服従させたかったのかもしれないな、と思う。
身の丈相応に、相応以上に認めろ、だとか。
そういうのは全部「足りなさ」の蓄積が果たした断続的な爆発なのだろう。認めて認めて認めて認めて認めて、いつだって心は叫んでいた認めて。屈して、というのも結局は認められた実感が欲しかったからなのだと想像がつく。せめて、分相応を定めてほしかった。それ以前に、そもそもいつも何かを必死に追いかけるようだった。追いかけていないと疲れるような。子宮で4,5年眠っていたのかもしれない。何とでも言いようはあるけれどつまり、私はどこにいても大人だった。同時に、とても稚拙だった。難しいことを考えることができた。頭はよく回った。周りはいつも一歩かそれ以上引いて「仲良く」の体を取ったし、実際私はひどく退屈だった。たとえば自分以外に手をかけられても私が困ることはそこまでなかったし、出会ってきたなかで歳上の人間に面白味を感じたことも殆どなかった。今では誰もが誰もそうでないと分かるけれど、少なくとも私の身近な(血縁や環境柄身近であることを強いられる)大人は、過ごしてきた時間のぶん知識こそあれ思考力に欠けていた。そして、私はとても幼い顔立ちと声をしていた。稚拙というのはこのことだった。理解ができないことになると、人は私を誤りだって微笑んで、それは幼子を見守る生ぬるさを貼り付けていて、とても不愉快だった。認めて。せめて分相応に。拗らせた絶対的な自己愛と、育まれた自己肯定感の不在は精神にアンバランスをもたらして歪みを招く。あるがままで、頼りになると言われる私と、佇むだけで未熟さを放つ私。見下してきた数々の人と、そんな風にだけはなりたくないと鼓舞する私。当時の年相応に我儘放題でいたかったけれどそれが可能なことを知らなかった私。同一個体の感情を、当たり前のことなのに全てを認識できないこと。

## リスト抜粋

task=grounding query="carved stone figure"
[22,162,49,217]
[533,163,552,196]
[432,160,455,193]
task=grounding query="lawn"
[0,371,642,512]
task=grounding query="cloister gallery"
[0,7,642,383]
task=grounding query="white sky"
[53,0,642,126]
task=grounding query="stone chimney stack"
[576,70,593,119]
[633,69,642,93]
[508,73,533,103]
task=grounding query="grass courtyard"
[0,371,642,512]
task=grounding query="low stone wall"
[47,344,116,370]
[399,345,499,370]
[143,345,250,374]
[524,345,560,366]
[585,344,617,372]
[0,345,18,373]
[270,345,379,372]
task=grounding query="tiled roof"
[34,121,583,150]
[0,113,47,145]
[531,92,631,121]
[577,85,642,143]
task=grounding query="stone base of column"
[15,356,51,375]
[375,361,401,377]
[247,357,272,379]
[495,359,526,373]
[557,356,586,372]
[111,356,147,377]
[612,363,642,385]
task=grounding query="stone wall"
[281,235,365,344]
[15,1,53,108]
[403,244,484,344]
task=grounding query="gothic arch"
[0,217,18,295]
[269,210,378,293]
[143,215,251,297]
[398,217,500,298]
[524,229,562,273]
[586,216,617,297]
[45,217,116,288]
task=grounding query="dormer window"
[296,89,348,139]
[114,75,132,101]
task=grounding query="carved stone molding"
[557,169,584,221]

## 課題
a - 本文によると、「私」はどのような顔立ちと声をしていたか。
b - リストの行をすべて、一字も変えずに書き写せ。
本文とリストの間に関連はない。

## 解答
a - とても幼い顔立ちと声をしていた。

b -
task=grounding query="carved stone figure"
[22,162,49,217]
[533,163,552,196]
[432,160,455,193]
task=grounding query="lawn"
[0,371,642,512]
task=grounding query="cloister gallery"
[0,7,642,383]
task=grounding query="white sky"
[53,0,642,126]
task=grounding query="stone chimney stack"
[576,70,593,119]
[633,69,642,93]
[508,73,533,103]
task=grounding query="grass courtyard"
[0,371,642,512]
task=grounding query="low stone wall"
[47,344,116,370]
[399,345,499,370]
[143,345,250,374]
[524,345,560,366]
[585,344,617,372]
[0,345,18,373]
[270,345,379,372]
task=grounding query="tiled roof"
[34,121,583,150]
[0,113,47,145]
[531,92,631,121]
[577,85,642,143]
task=grounding query="stone base of column"
[15,356,51,375]
[375,361,401,377]
[247,357,272,379]
[495,359,526,373]
[557,356,586,372]
[111,356,147,377]
[612,363,642,385]
task=grounding query="stone wall"
[281,235,365,344]
[15,1,53,108]
[403,244,484,344]
task=grounding query="gothic arch"
[0,217,18,295]
[269,210,378,293]
[143,215,251,297]
[398,217,500,298]
[524,229,562,273]
[586,216,617,297]
[45,217,116,288]
task=grounding query="dormer window"
[296,89,348,139]
[114,75,132,101]
task=grounding query="carved stone molding"
[557,169,584,221]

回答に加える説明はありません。